OBJETIVOS DA ATIVIDADE:
(A) Com base no texto sobre a carnaúba, responda:
(i) Pelo que a carnaúba ficou mundialmente conhecida?
(ii) Desde que idade Dona Boba trabalha com a palha de carnaúba?
(iii) De que cidade vêm os lojistas que visitam as artesãs?
(B) Reproduza fielmente o trecho do texto sobre a carnaúba que vai de "Maria Helena, mais" até "artesãos da região.".

TEXTO FORNECIDO:
········

A carnaúba, intitulada como “árvore da vida” por seus inúmeros benefícios, ficou mundialmente conhecida pela cera extraída de suas folhas e vai além do que a produção tradicional pode oferecer. A palha da planta, utilizada no artesanato, representa um meio de sustento e um caminho para a valorização do trabalho feminino. É nesse contexto que se inserem as histórias dessas mulheres que, com esforço e criatividade, desafiam as dificuldades econômicas e sociais da região.

Tradição que transforma vidas

A imagem retrata uma mulher sentada em uma cadeira de plástico roxa, concentrada no processo artesanal de trançar palha de carnaúba. Ela utiliza as mãos para entrelaçar as fibras naturais, formando um objeto circular. À sua frente, há peças prontas, como cestos de diferentes tamanhos e formatos, feitos com a mesma técnica. O fundo mostra uma parede de tijolos aparentes e hastes de palha encostadas, enquanto à esquerda há indícios de vegetação.
Dona Boba conquistou a reforma e melhoria de sua casa com as vendas dos artesanatos e agora sonha em comprar seu próprio carro | Foto: Andréa Crisóstomo

Maria Helena, mais conhecida como Dona Boba, é um ícone dessa revolução causada pelas palhas das carnaubeiras. Ela que conquistou a reforma e melhoria de sua casa com as vendas dos artesanatos, agora sonha em comprar seu próprio carro. Desde os cinco anos de idade, a artesã aprendeu a trabalhar com a palha de carnaúba, um ofício passado de geração em geração. “Minha avó me ensinou, depois minha mãe, e agora compartilho com meus filhos”, revela emocionada.

Para Dona Boba, o artesanato não é apenas uma atividade, mas uma forma de dar dignidade e oportunidades para outras mulheres. Ela se orgulha do sucesso da Associação dos Moradores do Serrote e Adjacências, criada com o objetivo de organizar o trabalho e expandir as oportunidades para os artesãos da região.

Com o apoio do projeto, as mulheres de Jirau e Cabreiro têm se destacado nas feiras e eventos, e Dona Boba não é apenas uma artesã, mas uma mentora, que se dedica a inspirar outras mulheres. “Vejo meu papel como o de alguém que ajuda as artesãs a acreditarem em seu potencial. Promovemos encontros e trocas de saberes, fortalecemos a nossa união”, explica.

A visibilidade adquirida pelas artesãs por meio do projeto também tem contribuído para o crescimento das vendas. “Recebemos visitas de lojistas de São Paulo que vêm conhecer o nosso trabalho, gravam vídeos e divulgam nas lojas, e com isso o interesse só cresce. Isso abriu portas para as artesãs da nossa comunidade”, conta Dona Boba, que celebra a conquista de sua casa própria, um sonho realizado com o lucro das feiras e das vendas.

Capacitação e inovação

O Projeto Carnaúba e Desenvolvimento Sustentável, uma parceria entre a GIZ Brasil, as empresas Brasil Ceras, Foncepi, Pontes e a marca Catarina Mina, tem sido essencial para fortalecer o trabalho das artesãs e inserir os produtos no mercado competitivo, tanto nacional quanto internacional.

········

LINHAS EXTRAÍDAS:

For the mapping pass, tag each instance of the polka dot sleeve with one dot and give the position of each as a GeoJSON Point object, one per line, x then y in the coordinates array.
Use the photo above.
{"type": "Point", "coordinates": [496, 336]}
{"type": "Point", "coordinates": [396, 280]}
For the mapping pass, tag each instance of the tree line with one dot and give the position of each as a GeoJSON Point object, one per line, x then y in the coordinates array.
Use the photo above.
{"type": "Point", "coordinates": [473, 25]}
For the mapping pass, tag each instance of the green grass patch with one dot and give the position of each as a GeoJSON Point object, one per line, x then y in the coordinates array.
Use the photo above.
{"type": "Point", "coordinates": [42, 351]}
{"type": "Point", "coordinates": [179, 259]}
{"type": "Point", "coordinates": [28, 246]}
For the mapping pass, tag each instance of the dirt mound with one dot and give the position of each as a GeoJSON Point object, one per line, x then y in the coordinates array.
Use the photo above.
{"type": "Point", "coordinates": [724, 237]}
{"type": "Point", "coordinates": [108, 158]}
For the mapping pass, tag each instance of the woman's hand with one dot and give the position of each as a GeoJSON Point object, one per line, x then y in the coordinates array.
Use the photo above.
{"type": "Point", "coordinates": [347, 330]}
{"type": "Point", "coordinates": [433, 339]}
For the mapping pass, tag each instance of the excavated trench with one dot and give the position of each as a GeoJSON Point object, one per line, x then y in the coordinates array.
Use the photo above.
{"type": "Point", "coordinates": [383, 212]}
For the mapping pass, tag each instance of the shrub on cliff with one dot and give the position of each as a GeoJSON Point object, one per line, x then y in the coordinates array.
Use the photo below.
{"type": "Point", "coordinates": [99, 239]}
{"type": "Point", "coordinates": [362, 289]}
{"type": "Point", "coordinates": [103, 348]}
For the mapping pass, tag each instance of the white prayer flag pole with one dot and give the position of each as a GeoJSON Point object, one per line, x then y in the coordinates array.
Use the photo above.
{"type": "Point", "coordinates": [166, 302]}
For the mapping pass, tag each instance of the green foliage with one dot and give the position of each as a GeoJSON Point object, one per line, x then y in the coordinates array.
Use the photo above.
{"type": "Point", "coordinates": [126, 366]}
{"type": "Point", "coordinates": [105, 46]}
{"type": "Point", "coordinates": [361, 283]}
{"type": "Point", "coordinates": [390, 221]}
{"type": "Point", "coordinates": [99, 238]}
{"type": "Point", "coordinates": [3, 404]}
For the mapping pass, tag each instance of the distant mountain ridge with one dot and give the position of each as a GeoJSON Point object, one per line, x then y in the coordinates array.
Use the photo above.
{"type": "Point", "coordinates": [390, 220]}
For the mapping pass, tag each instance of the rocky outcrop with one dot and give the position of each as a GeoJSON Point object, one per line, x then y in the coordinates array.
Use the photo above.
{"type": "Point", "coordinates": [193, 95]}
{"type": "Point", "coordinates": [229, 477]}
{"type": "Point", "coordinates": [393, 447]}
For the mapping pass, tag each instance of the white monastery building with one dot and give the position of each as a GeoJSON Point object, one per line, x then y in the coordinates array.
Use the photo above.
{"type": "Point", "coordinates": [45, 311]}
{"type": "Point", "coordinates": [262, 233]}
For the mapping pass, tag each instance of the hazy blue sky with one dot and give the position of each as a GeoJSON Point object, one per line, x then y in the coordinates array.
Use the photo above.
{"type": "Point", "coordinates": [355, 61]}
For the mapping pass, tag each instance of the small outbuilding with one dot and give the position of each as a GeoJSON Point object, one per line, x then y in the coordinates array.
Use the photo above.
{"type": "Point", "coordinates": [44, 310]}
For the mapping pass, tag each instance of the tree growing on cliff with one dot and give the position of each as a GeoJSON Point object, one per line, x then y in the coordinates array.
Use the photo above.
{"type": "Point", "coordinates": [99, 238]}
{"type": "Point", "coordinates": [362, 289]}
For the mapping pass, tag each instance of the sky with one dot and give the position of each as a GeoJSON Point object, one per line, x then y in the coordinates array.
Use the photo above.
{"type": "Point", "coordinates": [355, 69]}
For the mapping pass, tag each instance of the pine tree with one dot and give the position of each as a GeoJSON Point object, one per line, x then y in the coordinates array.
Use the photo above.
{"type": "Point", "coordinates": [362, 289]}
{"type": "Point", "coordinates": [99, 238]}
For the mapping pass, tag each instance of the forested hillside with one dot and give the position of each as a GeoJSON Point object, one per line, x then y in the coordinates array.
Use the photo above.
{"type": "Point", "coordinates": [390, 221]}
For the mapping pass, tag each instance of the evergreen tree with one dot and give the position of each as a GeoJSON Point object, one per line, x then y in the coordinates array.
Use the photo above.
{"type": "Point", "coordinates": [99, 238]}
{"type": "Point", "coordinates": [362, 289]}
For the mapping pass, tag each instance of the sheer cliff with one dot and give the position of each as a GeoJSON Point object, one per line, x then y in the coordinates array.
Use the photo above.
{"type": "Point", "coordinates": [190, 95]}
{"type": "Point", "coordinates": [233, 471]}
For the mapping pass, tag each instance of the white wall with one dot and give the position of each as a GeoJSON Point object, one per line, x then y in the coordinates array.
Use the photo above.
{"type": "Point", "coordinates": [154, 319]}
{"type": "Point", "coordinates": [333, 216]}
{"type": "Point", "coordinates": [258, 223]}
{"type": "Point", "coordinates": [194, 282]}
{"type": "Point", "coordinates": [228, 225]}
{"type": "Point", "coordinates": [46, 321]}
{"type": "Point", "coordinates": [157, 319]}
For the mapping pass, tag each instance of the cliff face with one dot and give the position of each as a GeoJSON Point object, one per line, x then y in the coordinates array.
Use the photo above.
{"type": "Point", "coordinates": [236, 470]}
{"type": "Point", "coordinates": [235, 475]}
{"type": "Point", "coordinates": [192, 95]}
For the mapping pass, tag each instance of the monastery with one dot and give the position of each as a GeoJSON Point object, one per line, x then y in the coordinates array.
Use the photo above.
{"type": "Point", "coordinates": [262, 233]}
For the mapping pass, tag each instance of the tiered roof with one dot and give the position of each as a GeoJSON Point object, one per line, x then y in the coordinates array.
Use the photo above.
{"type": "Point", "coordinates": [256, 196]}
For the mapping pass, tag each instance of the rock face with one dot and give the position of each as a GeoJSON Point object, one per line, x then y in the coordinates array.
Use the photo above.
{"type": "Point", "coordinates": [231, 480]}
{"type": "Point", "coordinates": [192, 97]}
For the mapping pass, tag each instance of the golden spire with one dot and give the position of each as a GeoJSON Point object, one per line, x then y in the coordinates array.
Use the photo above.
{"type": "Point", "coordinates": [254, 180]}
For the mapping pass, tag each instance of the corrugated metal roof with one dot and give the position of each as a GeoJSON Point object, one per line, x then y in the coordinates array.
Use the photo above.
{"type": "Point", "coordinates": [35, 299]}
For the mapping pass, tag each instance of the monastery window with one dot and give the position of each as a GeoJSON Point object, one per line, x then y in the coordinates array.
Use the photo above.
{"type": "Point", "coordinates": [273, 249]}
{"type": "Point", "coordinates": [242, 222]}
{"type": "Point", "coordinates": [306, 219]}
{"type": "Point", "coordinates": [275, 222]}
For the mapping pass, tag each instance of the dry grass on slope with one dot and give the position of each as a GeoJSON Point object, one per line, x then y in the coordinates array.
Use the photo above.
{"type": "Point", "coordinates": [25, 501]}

········

RESPOSTAS DAS ATIVIDADES:
(A)
(i) Pela cera extraída de suas folhas.
(ii) Desde os cinco anos de idade.
(iii) De São Paulo.

(B)
Maria Helena, mais conhecida como Dona Boba, é um ícone dessa revolução causada pelas palhas das carnaubeiras. Ela que conquistou a reforma e melhoria de sua casa com as vendas dos artesanatos, agora sonha em comprar seu próprio carro. Desde os cinco anos de idade, a artesã aprendeu a trabalhar com a palha de carnaúba, um ofício passado de geração em geração. “Minha avó me ensinou, depois minha mãe, e agora compartilho com meus filhos”, revela emocionada.

Para Dona Boba, o artesanato não é apenas uma atividade, mas uma forma de dar dignidade e oportunidades para outras mulheres. Ela se orgulha do sucesso da Associação dos Moradores do Serrote e Adjacências, criada com o objetivo de organizar o trabalho e expandir as oportunidades para os artesãos da região.